[PASSAGE SHOWN — start]
Investors Graduate from being  Landlords and Utilize  DSTs

Real Estate Investors- who are they?

Real estate investors who are also landlords gain a lot of education while they own the property.  As the years go by the landlord look forward to their graduation meaning selling the property and graduating from active management into another stage of their life. 

By Al DiNicola, AIF®
February 1, 2023
DST 1031 Specialist
NAMCOA® – Naples Asset Management Company®, LLC
Securities offered through MSC-BD, LLC

At times it is confusing for investors answering the question what is next. When you are the owner of a single rental property or multiple properties it can be rewarding financially. Naturally there is a lot of responsibility attached with the ownership. COVID may have added to the stress of owning and managing rental properties. Real estate investors may be in a similar situation as a business owner who is trying to decide what to do when faced with selling their business. In other words what are the potential exit strategies. If a real estate investor purchased their investment property more than 20 years ago the option of investing in a Delaware Statutory Trust (DST) was not available. Real estate owner who may be classified as baby boomers are shifting their attention towards an easier way of owning a real estate investment than the stress of managing the property. The process may be similar to a landlord graduating to another phase of real estate investment.
[PASSAGE SHOWN — finish]
[SUPPLIED DATA — start]
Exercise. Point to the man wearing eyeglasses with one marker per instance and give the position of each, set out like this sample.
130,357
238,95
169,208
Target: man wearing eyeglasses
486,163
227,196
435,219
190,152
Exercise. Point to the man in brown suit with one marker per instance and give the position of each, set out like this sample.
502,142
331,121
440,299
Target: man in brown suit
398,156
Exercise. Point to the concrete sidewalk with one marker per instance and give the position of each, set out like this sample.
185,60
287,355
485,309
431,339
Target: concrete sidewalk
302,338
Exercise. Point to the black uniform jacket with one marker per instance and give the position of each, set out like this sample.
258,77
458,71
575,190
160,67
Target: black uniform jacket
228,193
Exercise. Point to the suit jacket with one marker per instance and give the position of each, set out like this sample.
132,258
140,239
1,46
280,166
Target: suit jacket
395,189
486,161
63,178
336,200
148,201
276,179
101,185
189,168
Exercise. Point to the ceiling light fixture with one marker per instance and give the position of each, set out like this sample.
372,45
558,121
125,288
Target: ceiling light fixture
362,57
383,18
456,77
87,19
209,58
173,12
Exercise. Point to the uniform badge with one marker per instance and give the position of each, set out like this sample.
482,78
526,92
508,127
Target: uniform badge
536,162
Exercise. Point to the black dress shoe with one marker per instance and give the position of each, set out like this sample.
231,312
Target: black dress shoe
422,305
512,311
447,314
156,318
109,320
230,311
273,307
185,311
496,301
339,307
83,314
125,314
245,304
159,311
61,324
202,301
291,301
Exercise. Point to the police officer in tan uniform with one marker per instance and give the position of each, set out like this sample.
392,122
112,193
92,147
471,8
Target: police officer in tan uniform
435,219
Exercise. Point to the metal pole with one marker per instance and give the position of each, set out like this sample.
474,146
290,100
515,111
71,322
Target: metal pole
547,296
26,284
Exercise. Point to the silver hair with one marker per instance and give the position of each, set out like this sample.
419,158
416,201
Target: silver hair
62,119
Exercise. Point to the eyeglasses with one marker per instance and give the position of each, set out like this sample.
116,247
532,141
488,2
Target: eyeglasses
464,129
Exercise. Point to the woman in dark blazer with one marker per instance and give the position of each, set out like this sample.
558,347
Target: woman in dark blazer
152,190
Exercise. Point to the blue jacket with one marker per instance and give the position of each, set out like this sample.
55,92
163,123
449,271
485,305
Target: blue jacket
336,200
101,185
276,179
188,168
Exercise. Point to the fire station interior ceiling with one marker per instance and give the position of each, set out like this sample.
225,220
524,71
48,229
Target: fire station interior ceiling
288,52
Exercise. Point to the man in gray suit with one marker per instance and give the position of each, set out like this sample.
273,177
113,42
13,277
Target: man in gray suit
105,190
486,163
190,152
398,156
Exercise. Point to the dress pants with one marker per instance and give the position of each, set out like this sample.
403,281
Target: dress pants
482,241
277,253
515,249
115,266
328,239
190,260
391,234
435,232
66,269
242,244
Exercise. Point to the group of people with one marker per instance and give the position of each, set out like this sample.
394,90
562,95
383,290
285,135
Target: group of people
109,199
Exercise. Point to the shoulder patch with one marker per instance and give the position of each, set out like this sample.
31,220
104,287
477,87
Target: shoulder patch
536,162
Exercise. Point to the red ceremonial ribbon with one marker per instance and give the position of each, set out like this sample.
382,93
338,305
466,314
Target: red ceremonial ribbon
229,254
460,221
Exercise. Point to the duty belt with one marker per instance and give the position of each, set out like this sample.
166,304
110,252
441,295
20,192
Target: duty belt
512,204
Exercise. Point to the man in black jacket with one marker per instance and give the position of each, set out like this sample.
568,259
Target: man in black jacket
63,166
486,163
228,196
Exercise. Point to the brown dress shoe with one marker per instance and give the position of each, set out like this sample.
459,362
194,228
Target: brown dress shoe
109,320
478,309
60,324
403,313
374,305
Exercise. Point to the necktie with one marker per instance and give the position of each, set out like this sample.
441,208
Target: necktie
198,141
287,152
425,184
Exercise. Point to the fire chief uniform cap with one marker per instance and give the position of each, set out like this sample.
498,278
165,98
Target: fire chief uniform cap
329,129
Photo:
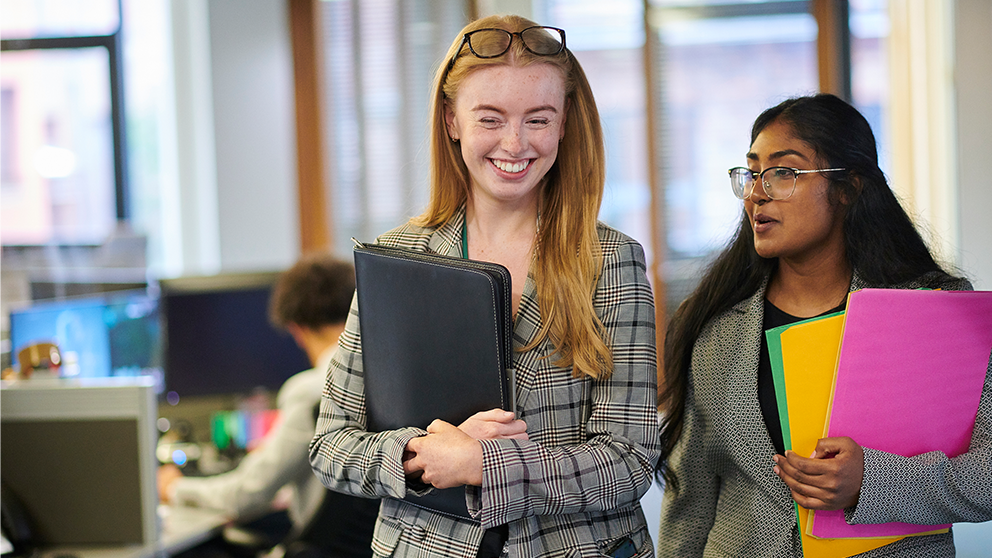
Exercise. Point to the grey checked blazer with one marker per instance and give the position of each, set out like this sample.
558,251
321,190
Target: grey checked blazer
732,504
570,490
[SUPPLIED DATA — finish]
■ **WORK TASK 1**: Rewrite the passage of the article on landlords turning to DSTs starting at "Real estate investors who" and ending at "of their life.", changing "education" to "experience".
■ **WORK TASK 2**: According to the article on landlords turning to DSTs, why are real estate owners who may be classified as baby boomers shifting their attention?

■ **RESPONSE BOX 1**:
Real estate investors who are also landlords gain a lot of experience while they own the property.  As the years go by the landlord look forward to their graduation meaning selling the property and graduating from active management into another stage of their life.

■ **RESPONSE BOX 2**: They are looking for an easier way of owning a real estate investment than the stress of managing the property.